Data excerpts
☆ ☆ ☆ ☆

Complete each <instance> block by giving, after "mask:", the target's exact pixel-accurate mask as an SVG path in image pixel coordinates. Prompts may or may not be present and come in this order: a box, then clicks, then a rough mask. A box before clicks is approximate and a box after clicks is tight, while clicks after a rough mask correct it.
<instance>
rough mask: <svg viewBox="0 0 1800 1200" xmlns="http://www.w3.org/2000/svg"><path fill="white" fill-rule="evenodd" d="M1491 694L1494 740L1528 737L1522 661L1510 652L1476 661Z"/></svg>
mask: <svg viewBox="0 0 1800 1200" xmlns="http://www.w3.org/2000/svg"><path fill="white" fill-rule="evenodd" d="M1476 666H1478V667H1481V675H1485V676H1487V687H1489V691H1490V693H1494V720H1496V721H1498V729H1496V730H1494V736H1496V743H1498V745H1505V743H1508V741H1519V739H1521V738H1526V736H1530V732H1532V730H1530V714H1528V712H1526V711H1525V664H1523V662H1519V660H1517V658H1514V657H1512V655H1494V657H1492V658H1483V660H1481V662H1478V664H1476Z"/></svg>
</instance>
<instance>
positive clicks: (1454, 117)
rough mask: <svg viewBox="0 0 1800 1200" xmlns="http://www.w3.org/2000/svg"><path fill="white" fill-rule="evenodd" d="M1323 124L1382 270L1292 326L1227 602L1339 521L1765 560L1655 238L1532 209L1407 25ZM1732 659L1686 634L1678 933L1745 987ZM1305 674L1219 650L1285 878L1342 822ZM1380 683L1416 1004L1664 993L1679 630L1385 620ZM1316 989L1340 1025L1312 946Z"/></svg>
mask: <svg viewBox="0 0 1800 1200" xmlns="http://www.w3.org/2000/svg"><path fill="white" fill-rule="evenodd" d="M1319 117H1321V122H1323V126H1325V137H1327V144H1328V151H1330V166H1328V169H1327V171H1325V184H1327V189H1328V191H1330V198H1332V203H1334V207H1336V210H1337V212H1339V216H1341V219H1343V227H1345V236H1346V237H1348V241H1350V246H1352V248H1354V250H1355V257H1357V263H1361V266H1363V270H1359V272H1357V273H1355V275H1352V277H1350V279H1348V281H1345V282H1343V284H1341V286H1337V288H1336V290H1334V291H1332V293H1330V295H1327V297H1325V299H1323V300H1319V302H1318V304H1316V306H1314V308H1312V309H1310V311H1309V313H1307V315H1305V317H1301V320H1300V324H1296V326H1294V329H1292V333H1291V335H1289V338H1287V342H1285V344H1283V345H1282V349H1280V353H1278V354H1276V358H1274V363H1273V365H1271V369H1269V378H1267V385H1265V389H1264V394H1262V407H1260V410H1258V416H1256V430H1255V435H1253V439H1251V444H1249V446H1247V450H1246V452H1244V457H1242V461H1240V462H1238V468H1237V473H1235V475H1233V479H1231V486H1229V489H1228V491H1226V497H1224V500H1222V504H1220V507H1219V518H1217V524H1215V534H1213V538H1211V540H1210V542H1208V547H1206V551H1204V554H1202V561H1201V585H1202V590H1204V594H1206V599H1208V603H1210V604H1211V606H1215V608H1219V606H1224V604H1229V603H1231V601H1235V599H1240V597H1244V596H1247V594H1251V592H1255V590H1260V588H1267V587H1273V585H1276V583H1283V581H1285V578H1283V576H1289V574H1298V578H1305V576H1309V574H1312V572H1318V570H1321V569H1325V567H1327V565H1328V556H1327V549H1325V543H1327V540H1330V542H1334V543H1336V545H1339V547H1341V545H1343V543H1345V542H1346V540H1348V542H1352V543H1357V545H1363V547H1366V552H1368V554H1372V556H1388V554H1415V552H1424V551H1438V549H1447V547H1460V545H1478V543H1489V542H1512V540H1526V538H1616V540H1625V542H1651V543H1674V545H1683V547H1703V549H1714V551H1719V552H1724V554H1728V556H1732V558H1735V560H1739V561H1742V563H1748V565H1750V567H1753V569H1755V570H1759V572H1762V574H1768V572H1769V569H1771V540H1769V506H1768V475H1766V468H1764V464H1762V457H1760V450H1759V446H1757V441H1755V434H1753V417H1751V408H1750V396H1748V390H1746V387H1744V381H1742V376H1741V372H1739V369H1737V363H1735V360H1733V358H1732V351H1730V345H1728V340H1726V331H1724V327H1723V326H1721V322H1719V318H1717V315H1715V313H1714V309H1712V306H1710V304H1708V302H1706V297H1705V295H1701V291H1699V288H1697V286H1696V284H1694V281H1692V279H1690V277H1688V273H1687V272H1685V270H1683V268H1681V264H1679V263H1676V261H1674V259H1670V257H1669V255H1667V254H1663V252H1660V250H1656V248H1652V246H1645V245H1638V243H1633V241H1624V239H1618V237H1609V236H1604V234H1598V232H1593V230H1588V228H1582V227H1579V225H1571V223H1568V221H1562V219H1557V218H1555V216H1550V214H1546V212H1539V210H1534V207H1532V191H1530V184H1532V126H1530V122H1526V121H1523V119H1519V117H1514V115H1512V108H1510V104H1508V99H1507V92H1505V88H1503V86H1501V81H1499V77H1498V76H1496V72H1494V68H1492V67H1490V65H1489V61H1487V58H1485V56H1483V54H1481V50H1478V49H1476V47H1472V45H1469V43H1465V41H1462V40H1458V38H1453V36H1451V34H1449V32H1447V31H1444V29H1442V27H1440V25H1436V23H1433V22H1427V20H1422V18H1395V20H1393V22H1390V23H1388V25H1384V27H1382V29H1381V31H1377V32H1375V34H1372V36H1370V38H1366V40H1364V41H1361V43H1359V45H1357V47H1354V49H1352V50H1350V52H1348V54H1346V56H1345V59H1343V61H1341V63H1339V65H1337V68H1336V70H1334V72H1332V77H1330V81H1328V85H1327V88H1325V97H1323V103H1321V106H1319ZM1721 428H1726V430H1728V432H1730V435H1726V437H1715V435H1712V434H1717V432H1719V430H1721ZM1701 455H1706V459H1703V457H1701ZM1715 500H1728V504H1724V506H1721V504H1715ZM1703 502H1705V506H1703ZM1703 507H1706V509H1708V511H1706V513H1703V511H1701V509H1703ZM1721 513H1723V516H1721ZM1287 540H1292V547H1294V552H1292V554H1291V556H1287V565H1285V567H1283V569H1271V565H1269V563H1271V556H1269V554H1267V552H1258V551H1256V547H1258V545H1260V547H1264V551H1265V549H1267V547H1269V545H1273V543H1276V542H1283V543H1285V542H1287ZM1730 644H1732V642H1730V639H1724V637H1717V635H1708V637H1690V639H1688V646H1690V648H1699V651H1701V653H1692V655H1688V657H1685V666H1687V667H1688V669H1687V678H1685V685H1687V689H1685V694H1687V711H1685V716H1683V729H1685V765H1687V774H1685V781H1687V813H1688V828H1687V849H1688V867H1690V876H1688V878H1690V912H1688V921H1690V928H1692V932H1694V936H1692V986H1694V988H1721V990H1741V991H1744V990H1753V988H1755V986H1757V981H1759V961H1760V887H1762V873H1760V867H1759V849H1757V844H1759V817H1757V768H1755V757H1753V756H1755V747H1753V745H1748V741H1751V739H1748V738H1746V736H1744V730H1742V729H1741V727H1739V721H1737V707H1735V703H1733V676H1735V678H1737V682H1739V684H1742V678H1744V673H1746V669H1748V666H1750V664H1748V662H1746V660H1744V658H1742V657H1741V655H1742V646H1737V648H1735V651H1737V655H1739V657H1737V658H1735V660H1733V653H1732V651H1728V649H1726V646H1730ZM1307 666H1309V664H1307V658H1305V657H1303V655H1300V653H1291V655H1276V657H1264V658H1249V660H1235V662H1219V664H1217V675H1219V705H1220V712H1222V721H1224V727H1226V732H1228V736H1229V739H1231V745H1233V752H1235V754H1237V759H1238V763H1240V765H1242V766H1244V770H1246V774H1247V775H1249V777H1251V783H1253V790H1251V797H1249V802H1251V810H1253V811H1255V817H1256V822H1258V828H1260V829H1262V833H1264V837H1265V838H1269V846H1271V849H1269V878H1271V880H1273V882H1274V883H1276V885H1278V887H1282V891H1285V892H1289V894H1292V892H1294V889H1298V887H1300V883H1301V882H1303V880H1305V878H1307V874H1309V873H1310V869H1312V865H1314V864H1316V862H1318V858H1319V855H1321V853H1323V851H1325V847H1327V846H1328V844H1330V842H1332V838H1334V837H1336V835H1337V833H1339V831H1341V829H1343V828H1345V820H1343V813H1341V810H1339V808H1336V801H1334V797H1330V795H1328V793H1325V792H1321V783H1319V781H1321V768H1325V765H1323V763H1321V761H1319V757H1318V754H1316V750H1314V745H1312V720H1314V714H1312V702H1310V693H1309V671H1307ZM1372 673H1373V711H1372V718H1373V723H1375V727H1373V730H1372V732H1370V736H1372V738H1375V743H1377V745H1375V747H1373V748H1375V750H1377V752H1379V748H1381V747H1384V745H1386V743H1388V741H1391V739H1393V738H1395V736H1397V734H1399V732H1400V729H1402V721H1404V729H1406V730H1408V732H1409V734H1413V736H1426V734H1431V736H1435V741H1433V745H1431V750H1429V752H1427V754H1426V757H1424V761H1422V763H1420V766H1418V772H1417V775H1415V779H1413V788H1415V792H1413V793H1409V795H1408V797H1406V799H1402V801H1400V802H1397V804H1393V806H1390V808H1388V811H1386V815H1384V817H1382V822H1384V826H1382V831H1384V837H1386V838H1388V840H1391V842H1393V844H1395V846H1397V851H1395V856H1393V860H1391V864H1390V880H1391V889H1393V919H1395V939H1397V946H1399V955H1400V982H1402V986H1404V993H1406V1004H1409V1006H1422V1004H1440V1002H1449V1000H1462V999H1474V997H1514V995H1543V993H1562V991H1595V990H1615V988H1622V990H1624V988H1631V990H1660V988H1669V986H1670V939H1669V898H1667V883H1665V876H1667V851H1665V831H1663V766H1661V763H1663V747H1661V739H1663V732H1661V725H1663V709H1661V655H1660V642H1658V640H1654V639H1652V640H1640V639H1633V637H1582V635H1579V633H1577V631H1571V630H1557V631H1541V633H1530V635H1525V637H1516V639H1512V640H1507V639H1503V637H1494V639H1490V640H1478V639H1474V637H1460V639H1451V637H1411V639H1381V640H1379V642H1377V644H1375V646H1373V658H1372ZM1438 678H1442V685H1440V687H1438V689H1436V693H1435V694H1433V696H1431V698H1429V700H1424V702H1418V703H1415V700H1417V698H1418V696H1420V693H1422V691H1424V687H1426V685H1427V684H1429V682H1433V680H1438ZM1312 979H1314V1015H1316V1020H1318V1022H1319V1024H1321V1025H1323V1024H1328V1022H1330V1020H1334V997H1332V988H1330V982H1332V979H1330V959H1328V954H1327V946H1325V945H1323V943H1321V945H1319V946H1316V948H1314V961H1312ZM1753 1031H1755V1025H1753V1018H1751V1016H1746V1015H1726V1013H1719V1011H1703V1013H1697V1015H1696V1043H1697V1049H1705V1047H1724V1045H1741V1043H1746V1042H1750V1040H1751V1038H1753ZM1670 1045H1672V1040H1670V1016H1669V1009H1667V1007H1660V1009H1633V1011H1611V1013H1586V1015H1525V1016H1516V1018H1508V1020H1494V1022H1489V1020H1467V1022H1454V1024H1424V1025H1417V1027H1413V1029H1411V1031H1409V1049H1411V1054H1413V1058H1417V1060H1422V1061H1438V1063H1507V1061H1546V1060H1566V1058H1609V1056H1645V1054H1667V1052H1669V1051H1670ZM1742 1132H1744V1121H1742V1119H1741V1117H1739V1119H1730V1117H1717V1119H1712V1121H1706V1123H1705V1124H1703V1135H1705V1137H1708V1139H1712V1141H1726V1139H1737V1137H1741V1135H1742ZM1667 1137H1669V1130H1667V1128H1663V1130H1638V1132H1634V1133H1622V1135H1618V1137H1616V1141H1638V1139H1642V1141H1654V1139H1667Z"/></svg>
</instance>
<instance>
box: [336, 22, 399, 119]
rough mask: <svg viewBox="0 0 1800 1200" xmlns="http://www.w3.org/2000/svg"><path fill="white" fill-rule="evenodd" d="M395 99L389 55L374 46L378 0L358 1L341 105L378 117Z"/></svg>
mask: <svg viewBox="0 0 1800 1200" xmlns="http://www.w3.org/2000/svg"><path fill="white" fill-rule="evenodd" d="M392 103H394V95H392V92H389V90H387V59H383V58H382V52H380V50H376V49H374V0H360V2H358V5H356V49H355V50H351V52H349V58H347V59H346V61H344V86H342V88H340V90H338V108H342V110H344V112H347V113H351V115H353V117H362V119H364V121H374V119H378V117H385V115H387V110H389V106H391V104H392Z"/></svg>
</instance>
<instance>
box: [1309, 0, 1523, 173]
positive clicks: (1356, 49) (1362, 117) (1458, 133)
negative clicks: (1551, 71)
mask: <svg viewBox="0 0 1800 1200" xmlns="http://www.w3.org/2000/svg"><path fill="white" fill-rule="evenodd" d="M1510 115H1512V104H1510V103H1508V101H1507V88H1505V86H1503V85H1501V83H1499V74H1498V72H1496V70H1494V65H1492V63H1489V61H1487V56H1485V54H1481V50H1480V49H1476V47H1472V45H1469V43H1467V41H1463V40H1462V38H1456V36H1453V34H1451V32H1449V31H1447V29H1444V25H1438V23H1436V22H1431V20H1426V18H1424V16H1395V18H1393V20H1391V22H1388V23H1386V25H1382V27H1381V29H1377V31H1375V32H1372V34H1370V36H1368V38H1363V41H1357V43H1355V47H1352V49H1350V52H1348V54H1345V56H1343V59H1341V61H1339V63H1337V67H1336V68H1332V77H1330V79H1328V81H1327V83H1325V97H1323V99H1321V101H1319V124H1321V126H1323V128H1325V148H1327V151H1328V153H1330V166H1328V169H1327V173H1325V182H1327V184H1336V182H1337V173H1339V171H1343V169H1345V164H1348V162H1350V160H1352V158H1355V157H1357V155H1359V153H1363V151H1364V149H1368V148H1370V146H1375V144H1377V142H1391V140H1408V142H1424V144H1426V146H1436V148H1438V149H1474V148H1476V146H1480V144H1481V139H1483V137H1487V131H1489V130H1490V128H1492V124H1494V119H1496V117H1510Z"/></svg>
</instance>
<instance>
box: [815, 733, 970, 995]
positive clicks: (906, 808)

☆ ☆ ☆ ☆

HOW TO COMPLETE THIS TASK :: Report how many lines of the entries above contain "positive", and give no other output.

TASK SOLUTION :: 3